(Saved entries)
═══

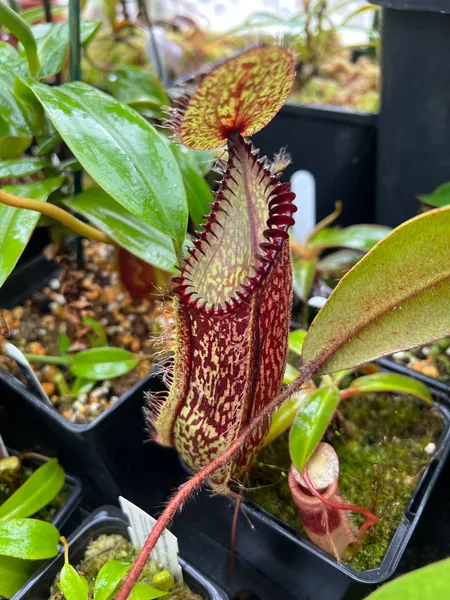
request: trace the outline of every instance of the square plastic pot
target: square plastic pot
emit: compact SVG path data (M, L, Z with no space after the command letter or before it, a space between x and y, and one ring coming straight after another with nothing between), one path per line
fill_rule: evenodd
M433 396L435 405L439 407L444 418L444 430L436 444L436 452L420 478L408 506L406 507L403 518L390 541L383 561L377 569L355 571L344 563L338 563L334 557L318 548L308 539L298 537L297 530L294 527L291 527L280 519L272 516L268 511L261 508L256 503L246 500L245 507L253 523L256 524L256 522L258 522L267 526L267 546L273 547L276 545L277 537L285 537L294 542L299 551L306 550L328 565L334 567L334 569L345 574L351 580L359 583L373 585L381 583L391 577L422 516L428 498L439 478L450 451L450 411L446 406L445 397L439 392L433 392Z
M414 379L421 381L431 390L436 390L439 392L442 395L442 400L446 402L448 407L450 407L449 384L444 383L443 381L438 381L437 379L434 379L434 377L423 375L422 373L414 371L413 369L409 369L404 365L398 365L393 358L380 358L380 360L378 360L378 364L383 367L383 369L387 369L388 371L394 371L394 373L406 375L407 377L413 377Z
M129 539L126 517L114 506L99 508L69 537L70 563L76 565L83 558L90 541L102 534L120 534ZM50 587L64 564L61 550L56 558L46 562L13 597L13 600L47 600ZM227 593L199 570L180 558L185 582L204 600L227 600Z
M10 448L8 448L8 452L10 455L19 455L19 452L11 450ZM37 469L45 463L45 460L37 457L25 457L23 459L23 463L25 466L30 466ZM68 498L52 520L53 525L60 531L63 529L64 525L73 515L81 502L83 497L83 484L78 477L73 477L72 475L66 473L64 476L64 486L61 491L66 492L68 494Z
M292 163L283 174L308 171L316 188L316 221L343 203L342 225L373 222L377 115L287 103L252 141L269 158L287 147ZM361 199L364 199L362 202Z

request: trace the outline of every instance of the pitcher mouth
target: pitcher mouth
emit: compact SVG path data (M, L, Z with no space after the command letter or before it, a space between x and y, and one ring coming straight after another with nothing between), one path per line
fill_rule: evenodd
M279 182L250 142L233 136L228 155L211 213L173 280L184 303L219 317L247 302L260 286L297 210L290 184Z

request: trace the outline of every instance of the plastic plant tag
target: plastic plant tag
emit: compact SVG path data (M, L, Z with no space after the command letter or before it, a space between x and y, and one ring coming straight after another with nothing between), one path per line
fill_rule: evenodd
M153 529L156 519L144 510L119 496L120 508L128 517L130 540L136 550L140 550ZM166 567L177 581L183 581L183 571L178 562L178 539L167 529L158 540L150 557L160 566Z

═══

Among the lines above, return those that hold the word "mouth".

request: trace the outline of every instance of the pitcher mouth
target: pitcher mouth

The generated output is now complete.